Like an AI Could Ever Spot Sarcasm - bcaulfield
https://blogs.nvidia.com/blog/2018/01/31/ai-detect-sarcasm/
======
dmreedy
This is neat.

Sarcasm is hard because it's a violation of the cooperative principle. I think
describing it as simply incongruity is understating the difficulty of the
problem (that said, good enough for 80% accuracy on the task is nothing to
sniff at).

In communication, you've got two systems attempting to convey their internal,
unobservable states to eachother. This happens across a number of different
channels, each noisier and more imperfect than the next. Natural Language is
lossy enough compression as it is. Now add idiolect, prosody, body language,
context. And on top of that, the internal states of the two systems may only
be alignable along the coarsest axes to begin with (do we share the same
qualia?). The only way we can have any hope of understanding eachother is when
we know both sides are trying their best to make themselves understood, as per
Grice's maxims.

» Provided material
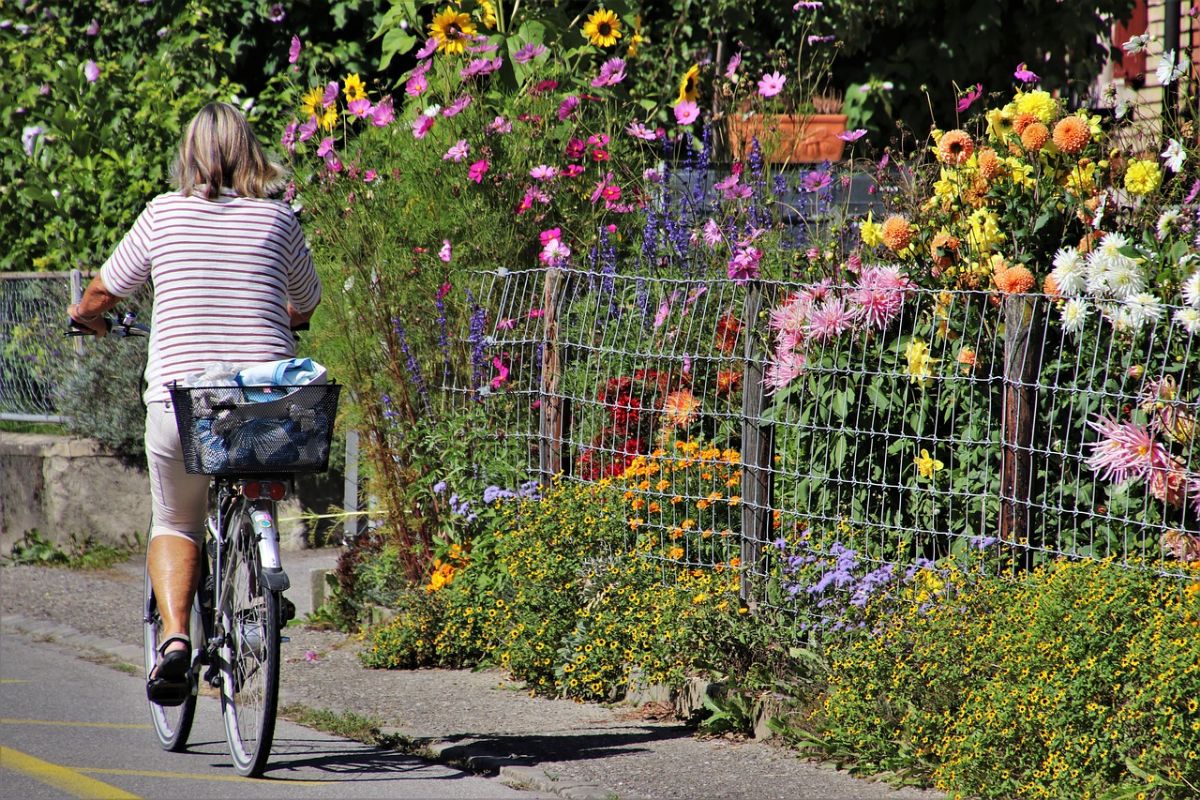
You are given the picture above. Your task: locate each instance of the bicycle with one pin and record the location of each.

» Objectives
(a) Please print the part of the sarcasm thread that begins at the words "Sarcasm is hard" and stops after "Grice's maxims.".
(b) In the sarcasm thread, what principle does sarcasm violate?
(c) Go on with the sarcasm thread from the point where it stops.

» Response list
(a)
Sarcasm is hard because it's a violation of the cooperative principle. I think
describing it as simply incongruity is understating the difficulty of the
problem (that said, good enough for 80% accuracy on the task is nothing to
sniff at).

In communication, you've got two systems attempting to convey their internal,
unobservable states to eachother. This happens across a number of different
channels, each noisier and more imperfect than the next. Natural Language is
lossy enough compression as it is. Now add idiolect, prosody, body language,
context. And on top of that, the internal states of the two systems may only
be alignable along the coarsest axes to begin with (do we share the same
qualia?). The only way we can have any hope of understanding eachother is when
we know both sides are trying their best to make themselves understood, as per
Grice's maxims.

(b) The cooperative principle.

(c)
Sarcasm is a form of dissembly, a deliberate subversion of the cooperative
principle, that words mean things, for other means. Sometimes to communicate
to others, who are not the target. Sometimes for the communicator's own
personal satisfaction. Sometimes it's meant to be understood, but the drier
the sarcasm, the fewer hints are given.

And at the same time, in some cases, a sarcastic utterance is the most concise
way of conveying information, if it is correctly received. Because acting in
violation of typically observed rules of conversation carries its own set of
semantics. It's another mode of communicating, and all of these different
modes capture different lower-dimensional slices of the hyper-thing of mind-
state and intent that they're purporting to convey.

All that to say, that elsewhere in these comments, the problem has been
described as AI Complete. I'd go a step further, and say that it's telepath-
complete, to know the intent of another, and even then, knowing the accurate
truth of the thing by oracle might end you up with less Information than if
you'd just gotten the joke in the first place.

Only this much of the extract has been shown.